# [Selected extract]
━━━━━━━━━━━━━━━━

This study is thought to be one of the first to show that regularly consuming orange juice flavanones could have a positive effect on older people's cognition.

The study saw a group of 37 healthy adults (mean age 67 years) consuming 500ml (just under a pint) of orange juice, daily over an eight week period. At the beginning and end of the eight weeks their memory, reaction time and verbal fluency was measured. These were then combined into one overall score known as 'global cognitive function'.

The adults showed an 8% overall improvement in global cognitive function after orange juice consumption compared to a control drink (matched for taste and calories) given during a different eight week period. Although subtle, these improvements are significant. 

While the researchers are not recommending that people drink 500ml of orange juice every day, they believe these findings show that the constituents of orange juice could play an important role in providing brain-boosting nutrients as part of a healthy, balanced diet. They also wish to reinforce the importance of being aware of the nutritional content of fresh fruit juice drinks, relative to daily recommended intake of sugar.

Dr Daniel Lamport, from the University's School of Psychology and Clinical Language Sciences and co-author of the study, said: "The population is ageing rapidly across the world. Estimates suggest that the number of persons aged 60 or over could triple by 2100. It's therefore imperative that we explore simple, cost-effective ways to improve cognitive function in old age."

Orange juice is a major source of a group of naturally occurring plant phytochemicals known as flavonoids, being particularly rich in a sub-class of flavonoids, known as flavanones. Recent studies from the School of Chemistry, Food and Pharmacy have shown that flavonoids may improve memory through the activation of signalling pathways in the hippocampus, a part of the brain that is associated with learning and memory. 

Dr Lamport continued: "Small, easily administered changes to the daily diet, such as eating more flavonoid-rich fruits and vegetables, have the potential to substantially benefit brain health. We know that people find it difficult to sustain big changes to their diet but simple alterations are much easier to maintain permanently.

"More research on the positive effects of flavonoids on cognition is still needed. However, this is an important discovery which strengthens the growing body of evidence that flavonoid rich foodstuffs could play a big role in tackling cognition decline in old age."

━━━━━━━━━━━━━━━━

# [Work task]
Can you copy, word for word, the stretch of the orange juice study text from "Dr Daniel Lamport, from" through "learning and memory."?

━━━━━━━━━━━━━━━━

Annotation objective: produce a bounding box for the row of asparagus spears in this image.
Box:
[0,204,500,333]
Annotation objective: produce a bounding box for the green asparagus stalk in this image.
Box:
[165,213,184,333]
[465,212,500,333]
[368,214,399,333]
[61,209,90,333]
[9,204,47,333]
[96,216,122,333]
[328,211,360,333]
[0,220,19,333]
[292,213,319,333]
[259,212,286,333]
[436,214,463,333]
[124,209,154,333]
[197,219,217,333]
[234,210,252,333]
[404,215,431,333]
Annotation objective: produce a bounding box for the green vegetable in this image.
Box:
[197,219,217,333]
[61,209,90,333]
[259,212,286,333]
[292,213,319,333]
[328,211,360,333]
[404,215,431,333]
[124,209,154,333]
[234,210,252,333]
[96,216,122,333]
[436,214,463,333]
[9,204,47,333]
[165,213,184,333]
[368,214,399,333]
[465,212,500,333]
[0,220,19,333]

━━━━━━━━━━━━━━━━

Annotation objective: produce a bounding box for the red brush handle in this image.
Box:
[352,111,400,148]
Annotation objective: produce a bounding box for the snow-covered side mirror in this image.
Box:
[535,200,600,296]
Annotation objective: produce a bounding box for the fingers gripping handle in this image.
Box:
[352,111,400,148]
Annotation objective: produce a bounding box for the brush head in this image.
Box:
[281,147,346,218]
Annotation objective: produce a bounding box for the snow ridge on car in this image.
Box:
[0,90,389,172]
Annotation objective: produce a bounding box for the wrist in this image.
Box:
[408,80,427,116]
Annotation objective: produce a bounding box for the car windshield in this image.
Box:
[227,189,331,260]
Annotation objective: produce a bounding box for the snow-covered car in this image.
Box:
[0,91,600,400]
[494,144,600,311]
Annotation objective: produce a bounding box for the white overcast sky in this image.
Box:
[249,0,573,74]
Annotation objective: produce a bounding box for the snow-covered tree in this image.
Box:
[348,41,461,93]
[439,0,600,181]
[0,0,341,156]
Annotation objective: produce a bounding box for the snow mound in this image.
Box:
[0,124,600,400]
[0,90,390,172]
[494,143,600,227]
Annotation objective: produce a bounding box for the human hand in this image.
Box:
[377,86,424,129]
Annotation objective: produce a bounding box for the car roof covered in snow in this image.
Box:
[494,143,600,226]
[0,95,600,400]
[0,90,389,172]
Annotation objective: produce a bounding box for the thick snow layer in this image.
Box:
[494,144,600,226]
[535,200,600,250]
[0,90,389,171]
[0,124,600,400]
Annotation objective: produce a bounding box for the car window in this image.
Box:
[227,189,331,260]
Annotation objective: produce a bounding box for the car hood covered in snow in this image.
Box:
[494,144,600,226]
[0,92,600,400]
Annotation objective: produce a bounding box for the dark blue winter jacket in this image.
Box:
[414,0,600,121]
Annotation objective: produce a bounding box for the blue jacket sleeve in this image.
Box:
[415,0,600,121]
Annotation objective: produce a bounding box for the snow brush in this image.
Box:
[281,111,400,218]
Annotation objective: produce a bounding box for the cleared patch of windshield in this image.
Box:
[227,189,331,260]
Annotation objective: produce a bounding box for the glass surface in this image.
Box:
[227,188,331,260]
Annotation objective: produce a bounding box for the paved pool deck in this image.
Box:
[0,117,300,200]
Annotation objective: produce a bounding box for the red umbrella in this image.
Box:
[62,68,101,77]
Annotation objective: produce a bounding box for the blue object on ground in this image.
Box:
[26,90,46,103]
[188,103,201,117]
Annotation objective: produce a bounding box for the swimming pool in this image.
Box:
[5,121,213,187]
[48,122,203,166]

━━━━━━━━━━━━━━━━

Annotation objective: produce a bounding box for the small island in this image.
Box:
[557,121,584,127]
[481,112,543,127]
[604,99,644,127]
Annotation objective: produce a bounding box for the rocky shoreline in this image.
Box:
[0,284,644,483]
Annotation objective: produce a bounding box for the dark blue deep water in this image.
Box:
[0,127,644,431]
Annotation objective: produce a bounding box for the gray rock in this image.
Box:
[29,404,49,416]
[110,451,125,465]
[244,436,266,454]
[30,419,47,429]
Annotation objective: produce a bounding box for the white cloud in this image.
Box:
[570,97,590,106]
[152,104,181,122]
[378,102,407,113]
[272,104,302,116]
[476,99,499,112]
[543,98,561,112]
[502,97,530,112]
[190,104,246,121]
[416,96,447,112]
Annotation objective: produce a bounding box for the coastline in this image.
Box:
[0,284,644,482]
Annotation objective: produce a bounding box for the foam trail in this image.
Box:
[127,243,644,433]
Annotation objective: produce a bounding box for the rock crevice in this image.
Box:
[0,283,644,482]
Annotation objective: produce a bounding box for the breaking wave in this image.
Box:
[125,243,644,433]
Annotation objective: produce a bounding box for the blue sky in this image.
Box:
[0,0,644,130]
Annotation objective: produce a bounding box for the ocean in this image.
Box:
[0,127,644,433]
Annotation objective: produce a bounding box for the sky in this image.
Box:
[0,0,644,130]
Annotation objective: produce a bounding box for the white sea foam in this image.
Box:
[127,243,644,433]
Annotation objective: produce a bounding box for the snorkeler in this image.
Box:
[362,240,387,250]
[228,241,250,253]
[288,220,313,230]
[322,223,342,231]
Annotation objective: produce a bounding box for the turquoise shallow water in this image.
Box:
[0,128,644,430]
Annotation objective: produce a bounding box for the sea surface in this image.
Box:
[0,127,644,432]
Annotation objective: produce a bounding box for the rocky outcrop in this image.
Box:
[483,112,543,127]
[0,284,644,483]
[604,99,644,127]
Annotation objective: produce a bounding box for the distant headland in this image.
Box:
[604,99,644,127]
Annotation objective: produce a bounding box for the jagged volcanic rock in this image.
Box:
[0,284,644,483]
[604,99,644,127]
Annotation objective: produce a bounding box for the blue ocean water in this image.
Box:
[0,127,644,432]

━━━━━━━━━━━━━━━━

# [Answer]
Dr Daniel Lamport, from the University's School of Psychology and Clinical Language Sciences and co-author of the study, said: "The population is ageing rapidly across the world. Estimates suggest that the number of persons aged 60 or over could triple by 2100. It's therefore imperative that we explore simple, cost-effective ways to improve cognitive function in old age."

Orange juice is a major source of a group of naturally occurring plant phytochemicals known as flavonoids, being particularly rich in a sub-class of flavonoids, known as flavanones. Recent studies from the School of Chemistry, Food and Pharmacy have shown that flavonoids may improve memory through the activation of signalling pathways in the hippocampus, a part of the brain that is associated with learning and memory.